| What you are asked to do |
Gather each line of the records where "seen" appears.

| Data section |
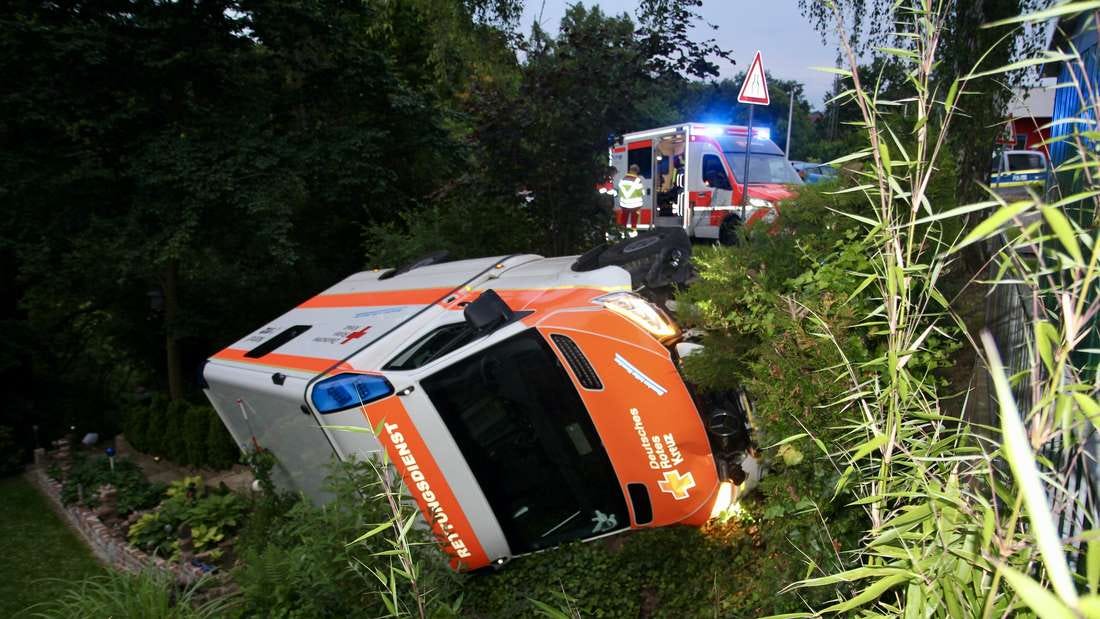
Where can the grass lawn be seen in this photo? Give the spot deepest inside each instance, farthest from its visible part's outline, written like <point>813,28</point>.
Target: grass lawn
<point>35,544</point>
---
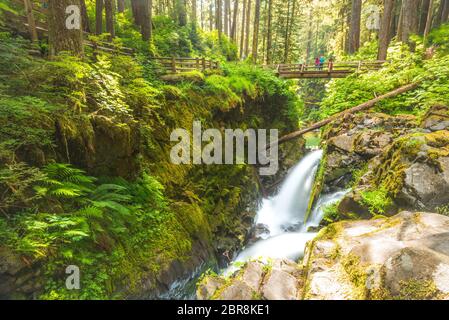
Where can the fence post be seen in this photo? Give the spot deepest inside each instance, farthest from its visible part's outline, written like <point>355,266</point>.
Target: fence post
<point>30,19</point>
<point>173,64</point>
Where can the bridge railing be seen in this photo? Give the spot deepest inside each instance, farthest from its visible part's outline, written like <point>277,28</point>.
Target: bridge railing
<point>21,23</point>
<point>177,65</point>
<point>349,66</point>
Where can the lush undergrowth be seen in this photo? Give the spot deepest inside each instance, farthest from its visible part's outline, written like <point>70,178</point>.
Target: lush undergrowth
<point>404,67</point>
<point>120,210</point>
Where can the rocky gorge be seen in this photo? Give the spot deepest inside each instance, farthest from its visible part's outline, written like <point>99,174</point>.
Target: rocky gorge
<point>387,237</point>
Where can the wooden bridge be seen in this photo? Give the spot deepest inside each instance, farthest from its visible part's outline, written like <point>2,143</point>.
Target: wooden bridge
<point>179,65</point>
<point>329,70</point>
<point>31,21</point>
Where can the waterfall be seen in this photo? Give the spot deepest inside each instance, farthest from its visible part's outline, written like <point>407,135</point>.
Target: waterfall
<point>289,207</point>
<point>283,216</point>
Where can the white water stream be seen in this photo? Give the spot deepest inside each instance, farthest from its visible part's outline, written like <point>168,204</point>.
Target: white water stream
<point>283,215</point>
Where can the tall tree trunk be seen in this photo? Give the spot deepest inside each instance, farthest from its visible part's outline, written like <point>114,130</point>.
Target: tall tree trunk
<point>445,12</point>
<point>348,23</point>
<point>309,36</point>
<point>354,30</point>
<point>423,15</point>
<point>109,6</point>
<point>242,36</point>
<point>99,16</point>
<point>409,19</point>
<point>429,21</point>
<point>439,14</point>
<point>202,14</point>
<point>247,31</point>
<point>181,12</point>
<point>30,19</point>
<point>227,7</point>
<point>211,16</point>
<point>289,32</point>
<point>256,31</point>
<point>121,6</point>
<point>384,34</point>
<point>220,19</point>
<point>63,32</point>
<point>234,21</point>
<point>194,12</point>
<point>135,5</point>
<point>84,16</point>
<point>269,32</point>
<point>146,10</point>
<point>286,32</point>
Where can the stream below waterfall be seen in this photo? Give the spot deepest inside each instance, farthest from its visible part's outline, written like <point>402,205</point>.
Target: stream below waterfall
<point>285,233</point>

| Problem solution |
Where can the grass lawn be seen in this photo? Give the spot deepest inside each instance, farthest from its visible part's outline, written like <point>813,28</point>.
Where can the fence post be seen in this photo? Give the spot deepest inside each instance, farthest from its visible part's outline, written like <point>355,266</point>.
Where can the bridge railing be seen in this photo? Give the spot deepest inside each instance, farthest from its visible part's outline, written like <point>277,28</point>.
Where can the lush undergrowth be seen in this photo? Give the spot deepest inside each instance, farthest from its visible part's outline, written like <point>70,178</point>.
Where can the rocky gorge be seen in this photo? Give the spot deepest inside each instance, farthest from its visible part's outline, written like <point>99,174</point>.
Where can the wooden bridge be seen in this photo? Give the spot deepest inside each instance, farthest from its visible part's outline, written like <point>2,143</point>.
Where can the waterfall be seen in this photo? Give the spot deepest inside each instance, farthest from its visible part's outline, written like <point>407,135</point>.
Where can the white water stream be seen in this photo? Give the spot deepest inside each instance, farthest from its visible part's outline, written like <point>168,204</point>.
Where can the tall tree trunk be seen in this photo? Give the spot deepest inside each instance, farthest from its visible part's outline, written like <point>114,130</point>.
Where can the stream below waterfall be seen in this photo? Give the spot deepest inside each instance, farthest from its visible part's outline, written like <point>402,205</point>.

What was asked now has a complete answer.